**Short task**
Write out the material below again, switching every "marker" to "pin" and leaving everything else untouched.

A run of records

╔══

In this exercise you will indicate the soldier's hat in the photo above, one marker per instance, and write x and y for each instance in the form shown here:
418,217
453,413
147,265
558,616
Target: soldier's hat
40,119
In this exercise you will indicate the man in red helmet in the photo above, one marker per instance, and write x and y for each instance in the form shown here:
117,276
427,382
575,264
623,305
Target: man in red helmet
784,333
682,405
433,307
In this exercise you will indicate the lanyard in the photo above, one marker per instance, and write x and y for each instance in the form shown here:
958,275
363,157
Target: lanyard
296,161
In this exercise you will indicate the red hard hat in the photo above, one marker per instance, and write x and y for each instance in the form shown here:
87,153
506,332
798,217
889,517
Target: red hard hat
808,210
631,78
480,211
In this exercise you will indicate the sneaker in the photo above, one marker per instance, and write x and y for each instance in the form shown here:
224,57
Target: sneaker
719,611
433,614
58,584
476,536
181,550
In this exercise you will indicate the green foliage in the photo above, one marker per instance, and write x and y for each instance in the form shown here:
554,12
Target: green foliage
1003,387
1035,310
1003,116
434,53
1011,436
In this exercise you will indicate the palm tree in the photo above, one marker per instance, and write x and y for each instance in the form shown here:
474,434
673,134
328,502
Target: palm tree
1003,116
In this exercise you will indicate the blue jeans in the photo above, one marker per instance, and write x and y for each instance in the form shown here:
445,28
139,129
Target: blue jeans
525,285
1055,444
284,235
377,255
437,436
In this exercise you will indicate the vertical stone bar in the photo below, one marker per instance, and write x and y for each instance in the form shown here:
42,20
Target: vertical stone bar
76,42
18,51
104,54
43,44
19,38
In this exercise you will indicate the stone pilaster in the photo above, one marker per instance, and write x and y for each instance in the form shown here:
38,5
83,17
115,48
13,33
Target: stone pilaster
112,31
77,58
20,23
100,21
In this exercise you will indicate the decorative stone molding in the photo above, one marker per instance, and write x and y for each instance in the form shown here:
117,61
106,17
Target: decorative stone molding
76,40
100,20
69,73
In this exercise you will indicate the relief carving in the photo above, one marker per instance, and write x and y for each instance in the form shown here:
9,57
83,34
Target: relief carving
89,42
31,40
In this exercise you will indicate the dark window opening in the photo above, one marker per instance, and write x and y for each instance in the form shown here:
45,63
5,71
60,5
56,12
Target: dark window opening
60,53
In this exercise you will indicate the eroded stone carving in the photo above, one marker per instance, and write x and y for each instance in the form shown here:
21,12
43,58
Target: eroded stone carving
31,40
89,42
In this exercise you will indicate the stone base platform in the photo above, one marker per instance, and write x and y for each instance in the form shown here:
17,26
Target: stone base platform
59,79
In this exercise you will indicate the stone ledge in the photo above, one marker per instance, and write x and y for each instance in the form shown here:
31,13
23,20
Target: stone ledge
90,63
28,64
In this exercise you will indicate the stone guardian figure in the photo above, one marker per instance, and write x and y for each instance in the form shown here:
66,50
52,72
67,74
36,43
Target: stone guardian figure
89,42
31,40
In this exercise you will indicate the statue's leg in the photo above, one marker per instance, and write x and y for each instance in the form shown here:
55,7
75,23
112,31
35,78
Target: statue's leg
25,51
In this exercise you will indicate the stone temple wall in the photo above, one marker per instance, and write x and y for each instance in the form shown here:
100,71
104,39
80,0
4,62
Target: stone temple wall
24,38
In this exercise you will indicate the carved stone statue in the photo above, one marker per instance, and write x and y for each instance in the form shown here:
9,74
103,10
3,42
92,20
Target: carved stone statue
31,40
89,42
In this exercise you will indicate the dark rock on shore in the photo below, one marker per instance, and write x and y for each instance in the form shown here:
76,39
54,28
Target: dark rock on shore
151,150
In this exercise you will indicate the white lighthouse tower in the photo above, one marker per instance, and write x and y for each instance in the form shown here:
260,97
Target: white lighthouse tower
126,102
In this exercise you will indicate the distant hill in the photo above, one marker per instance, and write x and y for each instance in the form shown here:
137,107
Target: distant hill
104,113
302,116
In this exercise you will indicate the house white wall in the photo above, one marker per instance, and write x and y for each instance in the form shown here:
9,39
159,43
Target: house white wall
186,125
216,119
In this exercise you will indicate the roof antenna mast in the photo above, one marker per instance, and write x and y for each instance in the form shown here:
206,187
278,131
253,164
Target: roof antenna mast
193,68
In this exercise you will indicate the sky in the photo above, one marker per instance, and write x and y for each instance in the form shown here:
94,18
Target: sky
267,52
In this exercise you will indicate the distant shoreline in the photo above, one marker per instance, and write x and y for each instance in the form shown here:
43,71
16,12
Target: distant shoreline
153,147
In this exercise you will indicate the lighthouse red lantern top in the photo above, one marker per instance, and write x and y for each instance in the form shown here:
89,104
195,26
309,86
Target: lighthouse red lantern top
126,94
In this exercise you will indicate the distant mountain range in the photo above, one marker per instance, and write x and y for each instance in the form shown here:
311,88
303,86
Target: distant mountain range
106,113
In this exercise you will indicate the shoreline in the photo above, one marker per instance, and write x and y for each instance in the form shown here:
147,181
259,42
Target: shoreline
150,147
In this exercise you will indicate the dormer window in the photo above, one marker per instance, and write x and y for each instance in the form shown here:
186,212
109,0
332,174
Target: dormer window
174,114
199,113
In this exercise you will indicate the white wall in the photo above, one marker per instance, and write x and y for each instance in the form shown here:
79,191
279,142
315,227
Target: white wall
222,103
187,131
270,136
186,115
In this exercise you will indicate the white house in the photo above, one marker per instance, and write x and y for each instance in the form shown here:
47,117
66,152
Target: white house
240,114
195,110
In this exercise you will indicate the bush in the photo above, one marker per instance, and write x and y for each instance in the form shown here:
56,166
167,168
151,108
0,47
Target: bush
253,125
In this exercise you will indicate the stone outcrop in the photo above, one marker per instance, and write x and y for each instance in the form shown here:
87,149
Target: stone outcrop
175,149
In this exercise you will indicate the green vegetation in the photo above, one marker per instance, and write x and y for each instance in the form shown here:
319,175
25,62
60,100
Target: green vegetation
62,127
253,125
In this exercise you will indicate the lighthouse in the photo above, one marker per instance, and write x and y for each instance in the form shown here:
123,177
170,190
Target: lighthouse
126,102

╚══

**Solution**
In this exercise you will indicate the soldier's hat in the photo above, one pin per instance, and write x and y for each instance in the form shown here:
418,217
453,413
147,265
558,616
Target: soldier's hat
40,119
In this exercise you will indicate the man in red helmet in the photo above, one pin per instance, and write x and y for each instance in the form shown here:
117,276
427,382
575,264
623,305
Target: man in red helmet
784,333
682,405
433,307
In this exercise you will indicate the lanyard in the photo above, one pin per instance, and write x and y for each instance in the form shown here:
958,275
363,157
Target: lanyard
296,161
In this exercise you will indicate the red hard hat in the photo above, one pin per instance, and write x and y for each instance in the form shown here:
87,153
506,332
798,217
889,517
Target: red hard hat
808,210
631,78
480,211
In this exercise you will indicate the sneaker in the photo above, one pin per instance, and write x and y for each instance in the form shown here:
224,57
Target: sneaker
719,611
433,614
58,584
476,536
181,550
In this exercise you will indicate the green foliage in the photo above, one pin per instance, and write x and y for each instance in the form shown here:
554,12
Target: green foliage
1003,387
1035,310
1003,116
434,53
1011,436
In this exercise you will indicate the palm tree in the photo above, one pin per instance, and write x and y for each instance in the form shown here:
474,434
673,134
328,502
Target: palm tree
1003,116
In this exercise you will indicate the blue jeans in the photo above, one pin per instance, and write x and y for each instance in the form shown here:
445,28
139,129
Target: blue jeans
525,285
1055,444
284,235
377,255
437,436
In this exercise you will indicate the vertical stone bar in the photo below, one pin per instance, and write x and y for each instance in the form shown here:
42,20
Target: vertical stone bar
76,42
18,51
104,54
43,44
19,38
In this exercise you will indicate the stone pilaster in the photo above, one pin per instance, and write x and y for each instance in the form shown here:
38,5
83,17
115,48
13,33
Target: stone pilaster
112,31
77,58
20,23
100,21
In this exercise you will indicate the decorative stone molding in the photo above, one pin per instance, and write x and y for each instance in the form shown here:
117,61
106,17
Target: decorative stone molding
76,40
100,20
69,73
In this exercise you will indicate the relief carving in the photo above, one pin per instance, and write x and y for each instance in the form shown here:
9,57
83,34
Target: relief carving
89,42
31,40
In this exercise you will indicate the dark window opening in the photo above, one pin per instance, and write x and y for each instance in the form shown here:
45,63
5,71
60,5
56,12
Target: dark window opening
60,53
In this exercise you will indicate the eroded stone carving in the photo above, one pin per instance, and write x and y for each instance in the form shown here:
21,12
43,58
Target: eroded stone carving
31,40
89,42
In this exercise you will indicate the stone base platform in the photo above, one pin per instance, and write x and y for each instance in the form shown here:
17,26
Target: stone base platform
59,79
In this exercise you will indicate the stone ledge in the photo above, one pin per instance, and write x and y for each instance in the form shown here:
31,13
23,20
Target: stone ledge
90,63
28,64
In this exercise you will indicate the stone guardian figure in the photo above, one pin per instance, and write x and y for each instance in the form shown here:
66,50
52,72
67,74
36,43
Target: stone guardian figure
89,42
31,40
In this exercise you will indicate the statue's leg in the photo above, one pin per instance, and write x and y for each instance in the form shown here:
55,7
75,23
112,31
35,78
Target: statue's leg
25,51
In this exercise you will indicate the stone temple wall in the photo above, one pin per instance, and write x and y for each instance in the form shown here:
100,71
104,39
80,0
4,62
Target: stone temple wall
24,38
In this exercise you will indicate the carved stone statue in the photo above, one pin per instance, and write x and y for each instance in the form shown here:
9,74
103,10
3,42
92,20
Target: carved stone statue
31,40
89,42
In this exercise you will indicate the dark rock on shore in the photo below, one pin per instance, and write x and y for each instance in the form shown here:
76,39
54,28
Target: dark rock on shore
151,150
In this exercise you will indicate the white lighthouse tower in the photo above, one pin per instance, and write x and y for each instance in the form shown here:
260,97
Target: white lighthouse tower
126,102
In this exercise you will indicate the distant hill in the photo above, one pin per instance, and write x and y for each instance in the form shown here:
137,107
Target: distant hill
104,113
302,116
In this exercise you will indicate the house white wall in the photo above, one pin per instance, and write x and y for each instance in the form shown here:
9,39
159,43
Target: house white wall
186,125
216,119
In this exercise you will indicate the roof antenna mast in the photo above, one pin per instance, and write x and y for each instance in the form shown here:
206,187
278,131
253,164
Target: roof antenna mast
193,68
In this exercise you will indicate the sky in the photo above, one pin per instance, and write x and y for each instance in the form shown here:
94,18
Target: sky
267,52
In this exercise you will indicate the distant shoreline in the photo above, one pin per instance, and write x and y for each instance in the form shown here:
43,71
16,12
Target: distant shoreline
153,147
In this exercise you will indicate the lighthouse red lantern top in the photo above, one pin per instance, and write x and y for each instance in the form shown here:
89,104
195,26
309,86
Target: lighthouse red lantern top
126,94
In this exercise you will indicate the distant mountain range in the photo above, one pin per instance, and write x and y for each instance in the form shown here:
311,88
303,86
Target: distant mountain range
106,113
In this exercise you will indicate the shoreline in the photo above, one pin per instance, and write x and y for each instance in the form shown here:
147,181
259,42
Target: shoreline
150,147
In this exercise you will indicate the dormer window in the photo above, one pin per instance, and write x and y for each instance in the form shown here:
186,212
109,0
332,174
Target: dormer window
174,114
199,113
In this exercise you will indicate the white wall in the photo above, one pin per instance, and write x and y for each instance in the form shown here:
79,191
279,142
315,227
Target: white wall
222,103
187,131
270,136
186,115
In this exercise you will indicate the white house in the photo above, one pin per instance, and write x and y for each instance in the form shown here:
47,117
66,152
Target: white house
240,114
195,110
In this exercise you will indicate the bush in the photo above, one pin per instance, and write x and y for each instance in the form shown here:
56,166
167,168
151,108
0,47
Target: bush
253,125
In this exercise you will indicate the stone outcrop in the photo above, one pin per instance, and write x and y for each instance in the form shown here:
87,149
Target: stone outcrop
175,149
In this exercise you will indicate the green vegetation in the photo above, one pin per instance, and write x and y for each instance in the form shown here:
319,175
25,62
60,100
Target: green vegetation
62,127
253,125
In this exercise you will indicate the lighthouse in the photo above, one pin per instance, and write x and y for each instance in the form shown here:
123,177
170,190
Target: lighthouse
126,102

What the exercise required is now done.